## Exercise prompt
Please print exactly the lines running from the one that contains "Provide the segmentation of every instance of the green" to the end of the data, with both lines included.
=== Task material ===
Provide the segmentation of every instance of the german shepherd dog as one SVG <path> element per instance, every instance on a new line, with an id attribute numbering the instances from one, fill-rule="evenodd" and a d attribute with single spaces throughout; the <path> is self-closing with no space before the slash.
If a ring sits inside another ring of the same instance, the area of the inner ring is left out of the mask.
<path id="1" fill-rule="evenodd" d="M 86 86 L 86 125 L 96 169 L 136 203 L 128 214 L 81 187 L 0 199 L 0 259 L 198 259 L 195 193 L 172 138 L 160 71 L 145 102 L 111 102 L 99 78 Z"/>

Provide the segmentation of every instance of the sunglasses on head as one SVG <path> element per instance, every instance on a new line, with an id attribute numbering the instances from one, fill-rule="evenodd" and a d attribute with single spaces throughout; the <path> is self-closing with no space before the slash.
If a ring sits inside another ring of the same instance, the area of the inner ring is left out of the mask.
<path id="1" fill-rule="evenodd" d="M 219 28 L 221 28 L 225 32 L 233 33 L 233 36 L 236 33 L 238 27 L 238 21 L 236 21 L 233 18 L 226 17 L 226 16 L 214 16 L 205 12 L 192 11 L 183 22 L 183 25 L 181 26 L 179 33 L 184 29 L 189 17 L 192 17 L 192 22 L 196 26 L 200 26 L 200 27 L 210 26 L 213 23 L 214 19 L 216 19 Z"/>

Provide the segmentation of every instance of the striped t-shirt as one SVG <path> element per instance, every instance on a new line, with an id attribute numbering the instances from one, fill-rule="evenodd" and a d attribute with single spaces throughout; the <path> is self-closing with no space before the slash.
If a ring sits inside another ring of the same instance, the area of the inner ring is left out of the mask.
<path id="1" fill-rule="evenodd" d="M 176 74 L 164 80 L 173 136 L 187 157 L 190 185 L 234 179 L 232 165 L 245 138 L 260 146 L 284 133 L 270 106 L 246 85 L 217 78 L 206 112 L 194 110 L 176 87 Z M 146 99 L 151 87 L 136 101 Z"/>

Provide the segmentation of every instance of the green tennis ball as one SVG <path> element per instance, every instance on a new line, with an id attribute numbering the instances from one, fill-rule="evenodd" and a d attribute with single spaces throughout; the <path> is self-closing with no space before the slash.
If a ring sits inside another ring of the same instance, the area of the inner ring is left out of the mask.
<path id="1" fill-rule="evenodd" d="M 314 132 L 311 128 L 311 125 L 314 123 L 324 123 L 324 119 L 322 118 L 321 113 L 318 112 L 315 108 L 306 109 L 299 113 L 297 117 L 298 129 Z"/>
===
## Your solution
Provide the segmentation of every instance of the green tennis ball as one SVG <path> element per instance, every instance on a new line, with an id attribute numbering the instances from one, fill-rule="evenodd" and a d attribute with single spaces throughout; the <path> is self-closing with no space before the slash.
If a ring sits inside another ring of the same instance, the area of the inner ring is left out of the mask.
<path id="1" fill-rule="evenodd" d="M 314 132 L 311 128 L 311 125 L 314 123 L 324 123 L 324 119 L 322 118 L 321 113 L 318 112 L 315 108 L 306 109 L 299 113 L 297 117 L 298 129 Z"/>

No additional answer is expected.